____ Data for processing
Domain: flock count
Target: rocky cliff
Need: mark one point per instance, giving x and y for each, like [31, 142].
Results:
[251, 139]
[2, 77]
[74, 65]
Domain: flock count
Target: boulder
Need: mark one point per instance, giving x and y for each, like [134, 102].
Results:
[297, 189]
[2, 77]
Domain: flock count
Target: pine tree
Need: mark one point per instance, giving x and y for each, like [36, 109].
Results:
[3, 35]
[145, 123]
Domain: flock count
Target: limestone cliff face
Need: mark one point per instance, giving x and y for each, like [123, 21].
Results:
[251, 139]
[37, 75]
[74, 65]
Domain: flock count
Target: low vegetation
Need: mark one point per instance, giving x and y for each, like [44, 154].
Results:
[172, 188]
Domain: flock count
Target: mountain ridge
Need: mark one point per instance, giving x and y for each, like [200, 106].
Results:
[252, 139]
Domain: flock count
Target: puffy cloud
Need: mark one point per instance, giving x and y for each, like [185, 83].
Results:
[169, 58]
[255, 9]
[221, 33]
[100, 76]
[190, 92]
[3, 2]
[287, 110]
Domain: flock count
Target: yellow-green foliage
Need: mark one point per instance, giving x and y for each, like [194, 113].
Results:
________
§ Written instruction: Revise all of the data above, changing every "instance" to "occurrence" and leaving everything else as it is.

§ Exercise answer:
Domain: flock count
Target: rocky cliff
Need: mark one point per occurrence, giving x and y for each, like [31, 142].
Results:
[251, 139]
[2, 77]
[74, 65]
Domain: flock count
Target: boulder
Need: mark one point per occurrence, giving x and y for each, like [134, 102].
Results:
[297, 189]
[2, 77]
Domain: flock count
Target: pine tree
Need: mark one point per occurrence, giving x and y for each, like [36, 109].
Results:
[3, 35]
[145, 123]
Domain: flock count
Target: limestone cliff face
Need: mark one point per occurrence, giving x and y for each, like [123, 21].
Results:
[251, 139]
[37, 75]
[74, 65]
Domain: flock count
Target: low vegetation
Need: mark one point per occurrence, giving x and y for each, like [44, 154].
Results:
[172, 188]
Domain: flock count
Target: mountain ridge
Need: mark one point per occurrence, giving x and y for each, like [200, 106].
Results:
[252, 139]
Domain: flock count
Target: puffy cloud
Need: mark one point per occurrence, giving x and y for each, like [185, 83].
Results:
[169, 58]
[255, 9]
[221, 33]
[100, 76]
[190, 92]
[3, 2]
[287, 110]
Domain: flock count
Target: yellow-green foliage
Need: mark one point per occurrence, giving x and y for each, like [194, 113].
Results:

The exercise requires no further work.